_Supplied records_.
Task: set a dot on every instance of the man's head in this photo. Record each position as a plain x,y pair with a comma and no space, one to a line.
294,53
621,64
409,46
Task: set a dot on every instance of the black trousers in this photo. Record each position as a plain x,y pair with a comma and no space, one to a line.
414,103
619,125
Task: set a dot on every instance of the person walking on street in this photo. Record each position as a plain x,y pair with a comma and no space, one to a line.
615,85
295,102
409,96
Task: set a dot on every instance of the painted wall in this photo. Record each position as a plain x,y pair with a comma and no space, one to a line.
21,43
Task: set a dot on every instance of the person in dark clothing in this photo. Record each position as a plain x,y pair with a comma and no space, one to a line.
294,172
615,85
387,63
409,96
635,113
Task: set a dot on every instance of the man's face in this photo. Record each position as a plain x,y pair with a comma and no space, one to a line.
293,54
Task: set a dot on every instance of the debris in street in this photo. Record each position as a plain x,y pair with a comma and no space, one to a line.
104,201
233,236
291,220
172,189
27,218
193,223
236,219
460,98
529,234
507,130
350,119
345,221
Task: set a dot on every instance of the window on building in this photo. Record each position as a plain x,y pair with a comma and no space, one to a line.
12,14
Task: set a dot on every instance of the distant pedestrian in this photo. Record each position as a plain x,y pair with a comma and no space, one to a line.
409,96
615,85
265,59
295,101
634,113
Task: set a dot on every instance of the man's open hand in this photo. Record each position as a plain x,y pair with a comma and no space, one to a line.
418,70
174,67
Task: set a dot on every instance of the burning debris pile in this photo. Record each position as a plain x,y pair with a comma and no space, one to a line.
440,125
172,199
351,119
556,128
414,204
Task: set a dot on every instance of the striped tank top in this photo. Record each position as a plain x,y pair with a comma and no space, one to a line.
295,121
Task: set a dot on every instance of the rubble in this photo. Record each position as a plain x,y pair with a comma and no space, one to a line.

_Work instructions_. Write out all of the records above word for word, in the same order.

_Result for this exercise_.
Task: set a dot on every instance of the man's head in this photo. Record each position as a plain x,y pair with a comma and no space, one to a line.
294,53
621,64
409,46
Task: set a dot on every instance of the black trousers in this photo. Record each position as a plain x,y pair with a comma and no space, one to a line.
414,103
619,125
Task: set a dot on every instance of the person walking on street in this photo. Record each position as a plain x,y pair with a comma and no space, one to a line.
615,85
295,102
409,96
Task: set a dot on every instance of the painted wall in this photo. Record each position as a plain x,y pair with a comma and no space, one to a line.
21,43
Task: set a dot on every instance of the person in dark clothing in this photo. Record each position as a plain x,y pair with a comma and no space, one to a line.
294,172
615,85
387,63
409,96
635,113
Task: set a dot on every instance of the man's face in this photo. Record each position as a plain x,y pair with a comma and no space, one to a line.
293,54
Task: set a dot on every instance of the debris in street in this photo. Record each position as a plain x,y pair with a comma and no space, one to a line.
104,201
233,236
291,220
172,189
27,218
193,223
236,219
460,98
529,234
507,130
350,119
345,221
Task: set a dot on every instance of the window on building in this photo. Record each position as a plain x,y pair with a comma and no space, one to a line.
12,14
Task: set a dot on every instance of the distant pedestrian in this photo. Record each position as a plain x,y pair with a comma and no space, one to a line.
409,96
615,85
265,59
295,101
634,113
Task: set a dot on every instance of the man's open hand in this photo. Record each position as a plain x,y pair with a comma and no space, one to a line.
418,70
174,67
Task: set a dot on every instance of the burning debris pile in this photo. Record each position as a plain x,y pair with a comma and no space, one to a line.
440,125
172,199
351,119
556,128
414,204
Task: set a dot on every instance of the striped tank top in this photo. Record each position as a plain x,y pair with a comma and no space, one to a line.
295,121
Task: set a dot on every instance of the rubble in this photo. Record each position as a plain x,y pair with a comma and no space, one to a line.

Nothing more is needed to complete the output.